Exercise description
Extract, from the records beneath this instruction, each line that contains the word "black".

Supplied data

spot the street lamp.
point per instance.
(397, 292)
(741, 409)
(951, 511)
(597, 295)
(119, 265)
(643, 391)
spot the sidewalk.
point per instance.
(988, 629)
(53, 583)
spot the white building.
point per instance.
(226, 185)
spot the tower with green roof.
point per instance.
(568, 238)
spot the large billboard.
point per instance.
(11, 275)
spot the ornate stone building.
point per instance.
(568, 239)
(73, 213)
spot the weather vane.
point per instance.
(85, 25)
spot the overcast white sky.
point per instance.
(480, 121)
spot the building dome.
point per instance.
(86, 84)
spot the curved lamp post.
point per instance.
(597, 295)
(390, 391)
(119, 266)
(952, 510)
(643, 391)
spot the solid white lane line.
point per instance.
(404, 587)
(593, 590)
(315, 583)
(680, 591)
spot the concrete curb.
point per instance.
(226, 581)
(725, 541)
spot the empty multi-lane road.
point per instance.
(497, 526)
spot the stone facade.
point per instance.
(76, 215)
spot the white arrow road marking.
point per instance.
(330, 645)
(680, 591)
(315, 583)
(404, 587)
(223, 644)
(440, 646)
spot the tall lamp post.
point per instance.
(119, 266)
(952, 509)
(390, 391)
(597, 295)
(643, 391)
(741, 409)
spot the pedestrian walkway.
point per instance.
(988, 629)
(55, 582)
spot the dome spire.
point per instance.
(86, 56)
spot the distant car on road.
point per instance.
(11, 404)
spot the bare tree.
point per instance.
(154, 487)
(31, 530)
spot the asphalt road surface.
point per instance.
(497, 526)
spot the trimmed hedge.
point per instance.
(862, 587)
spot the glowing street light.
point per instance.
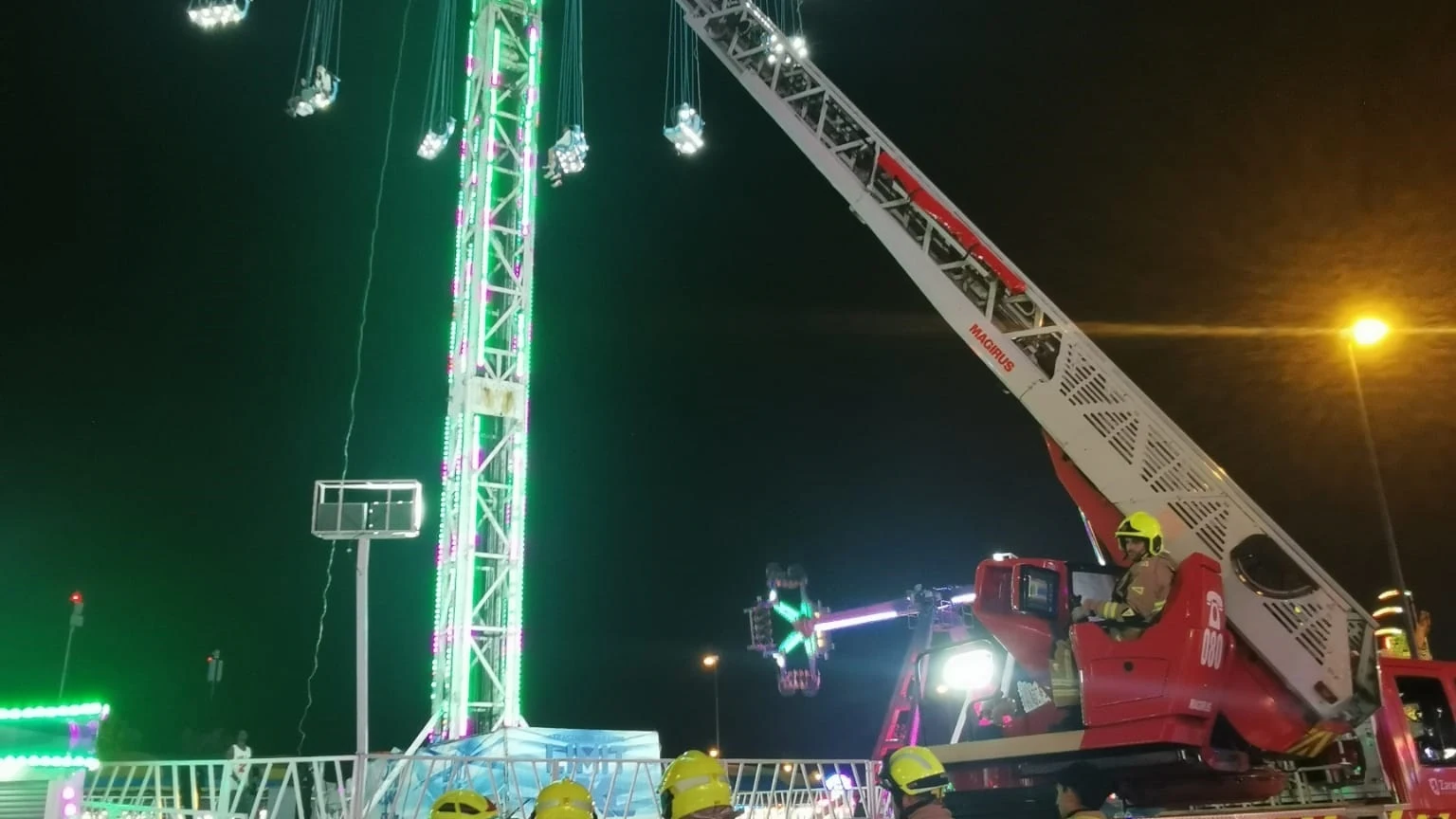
(1368, 333)
(711, 664)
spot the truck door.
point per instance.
(1421, 730)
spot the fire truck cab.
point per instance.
(1181, 716)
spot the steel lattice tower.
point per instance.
(482, 518)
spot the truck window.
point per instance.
(1038, 592)
(1429, 719)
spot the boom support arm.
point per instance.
(1280, 601)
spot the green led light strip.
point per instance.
(98, 710)
(43, 761)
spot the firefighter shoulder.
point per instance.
(564, 799)
(695, 786)
(918, 783)
(1143, 589)
(451, 805)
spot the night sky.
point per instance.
(728, 369)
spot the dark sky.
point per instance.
(728, 369)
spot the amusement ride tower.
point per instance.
(482, 519)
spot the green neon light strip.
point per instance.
(40, 761)
(516, 604)
(98, 710)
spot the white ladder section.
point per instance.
(1290, 612)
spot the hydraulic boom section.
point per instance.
(1295, 617)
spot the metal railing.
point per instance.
(405, 787)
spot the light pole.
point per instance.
(363, 512)
(78, 607)
(711, 664)
(1368, 333)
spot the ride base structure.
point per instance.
(46, 753)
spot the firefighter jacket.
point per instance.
(1141, 592)
(934, 810)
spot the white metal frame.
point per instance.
(478, 598)
(1133, 453)
(763, 789)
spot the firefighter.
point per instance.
(1143, 589)
(1423, 636)
(1081, 792)
(564, 799)
(695, 786)
(916, 781)
(456, 803)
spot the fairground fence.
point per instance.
(405, 787)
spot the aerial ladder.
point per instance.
(1265, 655)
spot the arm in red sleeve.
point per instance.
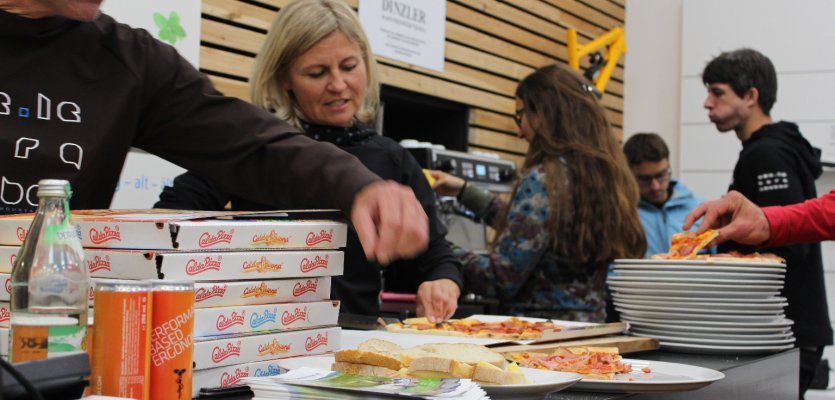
(807, 222)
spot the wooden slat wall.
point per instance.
(490, 46)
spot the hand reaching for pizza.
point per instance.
(437, 300)
(740, 219)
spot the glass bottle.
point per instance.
(49, 282)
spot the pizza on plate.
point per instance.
(591, 362)
(686, 245)
(512, 328)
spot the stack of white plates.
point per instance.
(722, 307)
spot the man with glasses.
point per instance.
(665, 201)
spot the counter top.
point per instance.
(750, 377)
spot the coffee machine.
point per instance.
(490, 173)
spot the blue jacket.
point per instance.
(661, 223)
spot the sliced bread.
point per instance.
(462, 352)
(364, 369)
(374, 352)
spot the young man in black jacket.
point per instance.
(776, 166)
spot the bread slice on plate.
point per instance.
(364, 369)
(373, 352)
(462, 352)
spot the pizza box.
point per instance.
(266, 317)
(218, 351)
(203, 265)
(228, 376)
(241, 293)
(193, 230)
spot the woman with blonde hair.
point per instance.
(316, 70)
(573, 210)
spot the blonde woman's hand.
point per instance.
(437, 300)
(446, 184)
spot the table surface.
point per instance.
(754, 377)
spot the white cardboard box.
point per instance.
(267, 317)
(192, 230)
(202, 266)
(240, 293)
(240, 349)
(231, 375)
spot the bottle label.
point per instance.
(64, 234)
(38, 342)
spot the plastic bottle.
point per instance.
(49, 282)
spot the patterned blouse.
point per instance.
(522, 270)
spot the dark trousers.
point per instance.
(809, 359)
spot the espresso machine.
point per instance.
(492, 174)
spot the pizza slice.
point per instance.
(512, 328)
(685, 246)
(591, 362)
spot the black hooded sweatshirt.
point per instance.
(777, 166)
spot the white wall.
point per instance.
(670, 41)
(652, 73)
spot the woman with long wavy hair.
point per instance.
(573, 209)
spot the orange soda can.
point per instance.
(121, 340)
(172, 340)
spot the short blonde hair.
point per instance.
(298, 27)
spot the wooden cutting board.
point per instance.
(625, 344)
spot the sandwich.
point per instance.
(435, 360)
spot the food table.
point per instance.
(760, 377)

Solution
spot the young man in black jacket.
spot the black hooded sweatshirt.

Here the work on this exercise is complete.